> Excerpt to read

However, there could still be worse to come for workers as economists fear the Government’s rumoured tax rises will hammer companies’ bottom line and reduce their ability to increase wages. 
Driving the latest slump in wage growth has been falling demand for workers, signalling the recent shift in power across Britain’s labour market. 
According to ONS data, the number of payrolled employees shrank by 15,000 in September, far more than the 3,000 drop expected by economists. 
This was the second successive monthly decline, following on from a fall of 35,000 in August.
This means that on a quarterly basis, growth in payrolled employment fell for the first time since January 2021, having risen consistently for the three years post-pandemic.
Vacancies also fell to 841,000 in the three months to September, down from 856,000 in August. 
This suggests that the days of hefty pay rises are fading fast as employers cut back on hiring, even before considering the impact of Reeves’s Budget. 
Rob Wood, the chief UK economist at Pantheon Macroeconomics, says: “Uncertainty about the Oct 30 Budget has led firms to pause hiring.”
Thomas Pugh, an economist at consulting firm RSM UK, adds: “In the September numbers we saw a very big drop in business confidence.  If you are a big business making a decision on hiring, you will be in a much better position after the Budget to know what is going on.”
When adjusted for inflation, pay growth cooled from 2.2pc to 1.9pc in September.
However, Charlie McCurdy, an economist at the Resolution Foundation, warns that the era of “healthy” pay growth is nearing its end. 
McCurdy says: “Today’s data should serve as a further warning that future pay growth will need to be driven by rising productivity, rather than a hot jobs market.”
This is alongside warnings that widely trailed tax rises in Reeves’s Budget on Oct 30 will make the situation worse.
Rob Morgan, the chief investment analyst at wealth manager Charles Stanley, says: “The Chancellor could be about to throw a wildcard into the mix.”
The main Budget policy likely to impact wages most will be the planned rise in employers’ National Insurance (NI) contributions.
In Labour’s manifesto, Sir Keir Starmer pledged that his party “will not increase National Insurance” as part of its promise for no tax rises “on working people”.

> Source data

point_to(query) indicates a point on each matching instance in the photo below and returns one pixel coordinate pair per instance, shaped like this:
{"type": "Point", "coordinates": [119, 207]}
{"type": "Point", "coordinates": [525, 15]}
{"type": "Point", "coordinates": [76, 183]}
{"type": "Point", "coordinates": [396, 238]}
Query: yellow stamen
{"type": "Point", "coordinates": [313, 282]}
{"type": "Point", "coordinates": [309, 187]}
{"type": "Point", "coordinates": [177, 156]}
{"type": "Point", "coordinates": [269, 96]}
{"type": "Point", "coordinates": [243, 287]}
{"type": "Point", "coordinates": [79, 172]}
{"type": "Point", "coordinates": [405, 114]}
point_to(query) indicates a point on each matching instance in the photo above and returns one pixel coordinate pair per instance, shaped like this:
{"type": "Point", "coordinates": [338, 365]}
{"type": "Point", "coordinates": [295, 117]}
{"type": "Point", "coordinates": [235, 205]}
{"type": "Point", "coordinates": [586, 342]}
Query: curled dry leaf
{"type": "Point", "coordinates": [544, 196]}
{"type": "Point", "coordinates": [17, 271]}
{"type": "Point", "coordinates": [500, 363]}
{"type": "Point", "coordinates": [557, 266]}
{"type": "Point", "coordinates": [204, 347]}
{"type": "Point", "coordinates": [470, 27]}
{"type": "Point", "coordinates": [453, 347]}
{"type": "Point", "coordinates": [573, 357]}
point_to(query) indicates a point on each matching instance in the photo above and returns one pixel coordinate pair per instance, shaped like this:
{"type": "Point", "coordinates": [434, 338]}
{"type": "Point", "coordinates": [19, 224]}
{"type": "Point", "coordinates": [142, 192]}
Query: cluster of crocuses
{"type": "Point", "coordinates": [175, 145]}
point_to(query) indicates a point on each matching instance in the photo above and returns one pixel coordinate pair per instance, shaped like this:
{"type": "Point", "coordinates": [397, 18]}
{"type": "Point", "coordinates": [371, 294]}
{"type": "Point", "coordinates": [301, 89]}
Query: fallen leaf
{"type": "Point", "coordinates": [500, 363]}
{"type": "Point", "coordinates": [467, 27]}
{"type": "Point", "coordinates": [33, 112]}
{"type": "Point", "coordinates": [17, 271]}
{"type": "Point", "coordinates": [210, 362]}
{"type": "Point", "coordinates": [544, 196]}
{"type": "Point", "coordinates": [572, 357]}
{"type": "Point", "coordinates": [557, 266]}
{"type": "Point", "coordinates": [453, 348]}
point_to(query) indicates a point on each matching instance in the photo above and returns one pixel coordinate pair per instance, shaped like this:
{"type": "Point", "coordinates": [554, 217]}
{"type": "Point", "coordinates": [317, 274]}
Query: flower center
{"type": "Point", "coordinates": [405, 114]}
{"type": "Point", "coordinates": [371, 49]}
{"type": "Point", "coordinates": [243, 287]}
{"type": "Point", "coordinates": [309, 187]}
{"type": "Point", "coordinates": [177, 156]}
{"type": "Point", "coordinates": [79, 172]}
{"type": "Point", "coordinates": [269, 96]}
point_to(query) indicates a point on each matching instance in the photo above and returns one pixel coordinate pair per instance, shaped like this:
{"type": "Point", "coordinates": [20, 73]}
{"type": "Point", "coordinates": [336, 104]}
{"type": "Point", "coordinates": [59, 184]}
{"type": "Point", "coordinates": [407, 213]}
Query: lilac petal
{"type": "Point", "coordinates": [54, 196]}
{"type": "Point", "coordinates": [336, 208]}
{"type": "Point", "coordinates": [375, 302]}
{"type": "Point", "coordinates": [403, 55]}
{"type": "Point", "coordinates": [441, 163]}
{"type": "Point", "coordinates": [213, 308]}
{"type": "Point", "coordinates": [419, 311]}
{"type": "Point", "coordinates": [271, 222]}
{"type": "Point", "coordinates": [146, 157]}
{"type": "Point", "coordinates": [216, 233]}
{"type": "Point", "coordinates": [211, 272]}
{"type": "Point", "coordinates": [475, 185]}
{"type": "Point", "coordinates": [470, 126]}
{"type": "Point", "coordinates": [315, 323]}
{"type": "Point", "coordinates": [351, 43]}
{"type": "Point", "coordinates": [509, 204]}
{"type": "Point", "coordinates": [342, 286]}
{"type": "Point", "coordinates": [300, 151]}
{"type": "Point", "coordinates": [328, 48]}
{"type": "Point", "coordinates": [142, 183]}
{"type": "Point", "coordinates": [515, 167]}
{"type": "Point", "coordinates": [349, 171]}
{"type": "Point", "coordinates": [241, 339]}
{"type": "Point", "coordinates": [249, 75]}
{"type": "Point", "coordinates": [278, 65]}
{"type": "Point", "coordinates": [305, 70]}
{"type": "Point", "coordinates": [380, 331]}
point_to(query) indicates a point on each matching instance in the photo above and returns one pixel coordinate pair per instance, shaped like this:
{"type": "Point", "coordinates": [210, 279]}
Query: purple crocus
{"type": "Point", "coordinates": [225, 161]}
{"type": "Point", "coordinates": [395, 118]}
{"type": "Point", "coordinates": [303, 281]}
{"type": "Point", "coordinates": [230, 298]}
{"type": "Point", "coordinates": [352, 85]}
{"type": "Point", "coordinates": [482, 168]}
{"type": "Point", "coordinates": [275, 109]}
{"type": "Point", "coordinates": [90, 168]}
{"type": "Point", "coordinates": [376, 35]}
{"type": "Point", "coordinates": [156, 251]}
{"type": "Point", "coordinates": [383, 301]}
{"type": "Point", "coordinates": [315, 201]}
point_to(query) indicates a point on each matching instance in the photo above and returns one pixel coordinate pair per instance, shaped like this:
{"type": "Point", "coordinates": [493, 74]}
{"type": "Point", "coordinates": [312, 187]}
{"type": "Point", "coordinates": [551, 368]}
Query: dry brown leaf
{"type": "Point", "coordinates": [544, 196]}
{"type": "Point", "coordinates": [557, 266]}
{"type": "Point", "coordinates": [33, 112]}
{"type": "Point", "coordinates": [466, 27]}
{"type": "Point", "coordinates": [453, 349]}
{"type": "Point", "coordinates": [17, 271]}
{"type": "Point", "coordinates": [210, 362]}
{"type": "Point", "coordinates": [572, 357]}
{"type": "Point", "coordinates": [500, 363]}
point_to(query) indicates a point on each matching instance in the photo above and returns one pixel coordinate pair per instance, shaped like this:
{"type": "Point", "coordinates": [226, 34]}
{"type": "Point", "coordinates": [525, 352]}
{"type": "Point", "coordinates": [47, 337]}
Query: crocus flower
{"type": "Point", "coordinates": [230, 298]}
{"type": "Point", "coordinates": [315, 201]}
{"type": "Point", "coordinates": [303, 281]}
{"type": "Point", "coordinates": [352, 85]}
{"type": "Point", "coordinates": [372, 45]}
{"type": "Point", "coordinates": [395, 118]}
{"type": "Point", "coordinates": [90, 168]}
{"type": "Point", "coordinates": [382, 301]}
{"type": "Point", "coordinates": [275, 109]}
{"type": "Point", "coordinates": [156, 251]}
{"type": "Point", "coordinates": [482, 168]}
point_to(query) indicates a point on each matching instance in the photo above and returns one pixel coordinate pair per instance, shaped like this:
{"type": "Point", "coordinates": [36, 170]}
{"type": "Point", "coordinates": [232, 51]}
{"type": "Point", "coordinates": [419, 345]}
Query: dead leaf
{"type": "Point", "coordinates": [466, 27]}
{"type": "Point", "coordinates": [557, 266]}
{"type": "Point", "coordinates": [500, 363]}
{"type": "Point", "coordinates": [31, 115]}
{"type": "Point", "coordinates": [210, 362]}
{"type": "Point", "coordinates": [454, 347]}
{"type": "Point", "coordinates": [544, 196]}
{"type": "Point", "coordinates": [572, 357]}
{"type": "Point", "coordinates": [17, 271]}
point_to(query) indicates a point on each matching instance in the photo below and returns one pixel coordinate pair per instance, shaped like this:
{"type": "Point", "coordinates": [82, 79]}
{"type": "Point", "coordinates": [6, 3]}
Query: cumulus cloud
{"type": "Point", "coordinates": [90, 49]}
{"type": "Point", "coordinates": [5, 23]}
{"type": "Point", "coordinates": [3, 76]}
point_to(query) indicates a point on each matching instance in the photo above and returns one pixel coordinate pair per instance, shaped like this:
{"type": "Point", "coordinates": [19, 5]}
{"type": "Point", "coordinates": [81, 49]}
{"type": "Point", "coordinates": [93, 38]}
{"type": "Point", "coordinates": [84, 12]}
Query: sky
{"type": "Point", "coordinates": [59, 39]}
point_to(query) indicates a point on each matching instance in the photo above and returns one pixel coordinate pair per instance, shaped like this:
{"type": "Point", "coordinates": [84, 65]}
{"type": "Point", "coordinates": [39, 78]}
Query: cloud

> Exercise requirements
In the excerpt on UK wage growth, take the part that opens with the words "This was the" and closes with "856,000 in August.", and write it out with "Vacancies" substituted by "Job openings". The records play no part in this work.

> Answer to the exercise
This was the second successive monthly decline, following on from a fall of 35,000 in August.
This means that on a quarterly basis, growth in payrolled employment fell for the first time since January 2021, having risen consistently for the three years post-pandemic.
Job openings also fell to 841,000 in the three months to September, down from 856,000 in August.